Written request 1:
List every gaming platform that the article on anticipated 2016 video games says its writer plays on.
Written request 2:
Write a continuation of the article on anticipated 2016 video games, picking up after its final sentence.

Text to read:
Next year looks even more exciting with new entries in beloved series such as “Crackdown,” “Dark Souls,” “Deus Ex,” “Doom,” “Far Cry,” “Gears of War,” “Ghost Recon,” “Hitman,” “Homefront,” “Kingdom Hearts,” “Mass Effect,” “Mirror’s Edge,” “Persona,” “Ratchet and Clank,” “Star Fox,” “Street Fighter,” “Uncharted” and “XCOM”. There’s also a ton of new original games from the makers of acclaimed works like “Diablo,” “Heavy Rain,” “Alan Wake,” “Shadow of the Colossus,” “The Unfinished Swan,” “Gone Home,” “Braid,” “Bayonetta,” “Mark of the Ninja,” “Killzone” and “Mega Man”.

Today I take a look at my most personally anticipated games of 2016. This is by no means a best of list, people’s taste vary considerably and so I can only speak to my own. As a player I’m more interested in single-player and narrative driven games, with very little interest in multiplayer or military shooter titles. I’m also format agnostic – playing primarily on PC but PS4, Xbox One and Wii U as well. Those preferences affect my taste, but in the comments below please share with us what games you are anticipating the most of any in 2016.

[Entries from a collection]
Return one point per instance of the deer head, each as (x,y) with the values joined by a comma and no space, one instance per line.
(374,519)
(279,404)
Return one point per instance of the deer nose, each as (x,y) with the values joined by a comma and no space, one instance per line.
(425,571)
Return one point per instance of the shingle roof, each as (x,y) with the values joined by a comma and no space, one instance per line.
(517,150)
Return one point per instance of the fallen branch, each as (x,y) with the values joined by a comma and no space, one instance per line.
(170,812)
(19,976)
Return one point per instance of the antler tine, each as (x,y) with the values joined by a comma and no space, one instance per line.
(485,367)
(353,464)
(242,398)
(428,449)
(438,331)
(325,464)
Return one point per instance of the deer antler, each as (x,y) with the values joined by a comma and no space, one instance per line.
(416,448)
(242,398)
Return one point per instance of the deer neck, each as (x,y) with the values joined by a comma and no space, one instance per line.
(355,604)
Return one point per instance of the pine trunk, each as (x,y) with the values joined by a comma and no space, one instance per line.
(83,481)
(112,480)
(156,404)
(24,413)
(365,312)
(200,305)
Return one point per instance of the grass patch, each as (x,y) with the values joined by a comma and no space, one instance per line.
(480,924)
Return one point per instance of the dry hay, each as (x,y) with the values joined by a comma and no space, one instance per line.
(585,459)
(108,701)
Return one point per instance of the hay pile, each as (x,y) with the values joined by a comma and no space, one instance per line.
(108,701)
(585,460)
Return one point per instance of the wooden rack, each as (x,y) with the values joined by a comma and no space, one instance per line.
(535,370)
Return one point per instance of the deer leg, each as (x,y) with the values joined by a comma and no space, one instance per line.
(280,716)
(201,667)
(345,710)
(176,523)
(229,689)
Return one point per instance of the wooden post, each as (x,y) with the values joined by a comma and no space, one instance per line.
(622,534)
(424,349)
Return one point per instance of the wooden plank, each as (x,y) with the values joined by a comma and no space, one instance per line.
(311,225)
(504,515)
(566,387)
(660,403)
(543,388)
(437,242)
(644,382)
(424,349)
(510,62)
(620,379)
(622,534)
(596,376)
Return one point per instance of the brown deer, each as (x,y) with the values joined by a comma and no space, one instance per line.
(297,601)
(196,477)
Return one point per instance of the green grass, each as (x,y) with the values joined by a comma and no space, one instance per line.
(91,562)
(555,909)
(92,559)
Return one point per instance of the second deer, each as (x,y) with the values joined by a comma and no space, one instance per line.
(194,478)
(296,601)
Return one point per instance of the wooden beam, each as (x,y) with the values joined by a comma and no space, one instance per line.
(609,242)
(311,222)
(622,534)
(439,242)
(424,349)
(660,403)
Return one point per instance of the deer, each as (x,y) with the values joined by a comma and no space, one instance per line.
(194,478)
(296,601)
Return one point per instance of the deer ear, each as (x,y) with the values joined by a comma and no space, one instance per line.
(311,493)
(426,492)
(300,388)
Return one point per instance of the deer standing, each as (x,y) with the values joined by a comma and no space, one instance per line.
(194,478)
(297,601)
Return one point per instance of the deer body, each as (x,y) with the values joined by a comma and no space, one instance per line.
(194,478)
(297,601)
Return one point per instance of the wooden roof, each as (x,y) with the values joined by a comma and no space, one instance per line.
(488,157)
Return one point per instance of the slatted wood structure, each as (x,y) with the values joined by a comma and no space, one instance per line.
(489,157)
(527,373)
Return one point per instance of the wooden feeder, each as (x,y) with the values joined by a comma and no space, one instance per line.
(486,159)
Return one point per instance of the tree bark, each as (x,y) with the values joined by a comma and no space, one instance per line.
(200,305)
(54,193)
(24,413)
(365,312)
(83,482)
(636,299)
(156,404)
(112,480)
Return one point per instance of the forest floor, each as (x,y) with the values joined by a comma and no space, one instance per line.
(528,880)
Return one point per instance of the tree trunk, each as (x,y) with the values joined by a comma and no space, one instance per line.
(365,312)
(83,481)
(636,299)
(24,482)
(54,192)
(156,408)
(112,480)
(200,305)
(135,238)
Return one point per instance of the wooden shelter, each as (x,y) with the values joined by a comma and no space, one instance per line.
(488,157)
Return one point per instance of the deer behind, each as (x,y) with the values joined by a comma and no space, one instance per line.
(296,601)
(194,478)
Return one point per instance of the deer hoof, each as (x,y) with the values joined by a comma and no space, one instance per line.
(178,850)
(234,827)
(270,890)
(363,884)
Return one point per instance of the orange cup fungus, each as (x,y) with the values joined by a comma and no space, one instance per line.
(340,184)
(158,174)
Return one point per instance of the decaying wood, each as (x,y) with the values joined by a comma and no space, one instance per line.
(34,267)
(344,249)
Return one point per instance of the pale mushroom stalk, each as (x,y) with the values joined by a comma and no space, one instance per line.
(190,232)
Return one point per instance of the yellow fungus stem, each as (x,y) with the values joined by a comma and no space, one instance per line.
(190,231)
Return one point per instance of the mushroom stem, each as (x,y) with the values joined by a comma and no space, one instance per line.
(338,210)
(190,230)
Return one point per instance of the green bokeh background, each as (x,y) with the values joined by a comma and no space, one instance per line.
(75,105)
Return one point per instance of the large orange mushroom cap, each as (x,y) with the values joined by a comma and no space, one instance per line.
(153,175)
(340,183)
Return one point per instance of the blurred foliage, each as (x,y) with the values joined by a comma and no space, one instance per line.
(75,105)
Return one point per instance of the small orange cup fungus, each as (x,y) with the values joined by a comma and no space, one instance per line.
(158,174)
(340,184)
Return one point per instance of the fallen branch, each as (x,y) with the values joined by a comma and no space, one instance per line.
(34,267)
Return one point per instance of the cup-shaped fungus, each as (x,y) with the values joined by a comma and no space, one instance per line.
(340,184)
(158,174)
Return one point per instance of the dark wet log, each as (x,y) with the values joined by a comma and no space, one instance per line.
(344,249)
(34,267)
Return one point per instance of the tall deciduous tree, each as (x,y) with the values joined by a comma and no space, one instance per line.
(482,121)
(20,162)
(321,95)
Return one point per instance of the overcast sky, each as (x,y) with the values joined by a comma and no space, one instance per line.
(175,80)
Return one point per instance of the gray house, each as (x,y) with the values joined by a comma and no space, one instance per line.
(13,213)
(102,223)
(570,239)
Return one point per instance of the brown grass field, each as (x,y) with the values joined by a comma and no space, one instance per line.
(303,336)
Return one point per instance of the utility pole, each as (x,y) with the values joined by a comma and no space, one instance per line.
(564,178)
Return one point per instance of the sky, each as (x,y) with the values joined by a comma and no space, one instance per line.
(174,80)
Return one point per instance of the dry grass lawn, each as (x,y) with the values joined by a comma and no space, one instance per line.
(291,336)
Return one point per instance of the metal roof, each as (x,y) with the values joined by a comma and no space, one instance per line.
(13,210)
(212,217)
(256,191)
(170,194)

Right answer 1:
PC, PS4, Xbox One, Wii U

Right answer 2:
1. Uncharted 4: A Thief’s End
(March 18th 2016)
For its fourth and apparent final outing, PlayStation’s flagship game series comes to the PS4 for the first time. Naughty Dog redefined cinematic gaming with this series, the second one in particular still my favorite game of all time. Three years on, you return as a now seemingly retired Nathan Drake who is contacted by his older brother Sam, long believed dead, who seeks the former treasure hunter’s help to find the long lost pirate colony of Libertatia.

As this marks the first game in the series made specifically for the PS4, the footage so far has demonstrated some jaw dropping graphics and the kind of amazing set pieces the franchise is famous for, but there’s also an interesting tonal shift in the story. With the creative team behind this one now mostly made up of people who worked on “The Last of Us,” expect a darker and more serious affair this time out.

2. Mirror’s Edge: Catalyst
(May 24th 2016)
A part sequel/part reboot of EA’s superb and still highly under-rated 2008 parkour game “Mirror’s Edge,” you once again take on the role of ‘runner’ Faith Connors in the futuristic city called Glass where she uses her free running skills to leap across rooftops, complete missions and evade enemies. The original game was a huge breath of fresh air though had one or two nagging problems – mostly to do with the tacked on combat.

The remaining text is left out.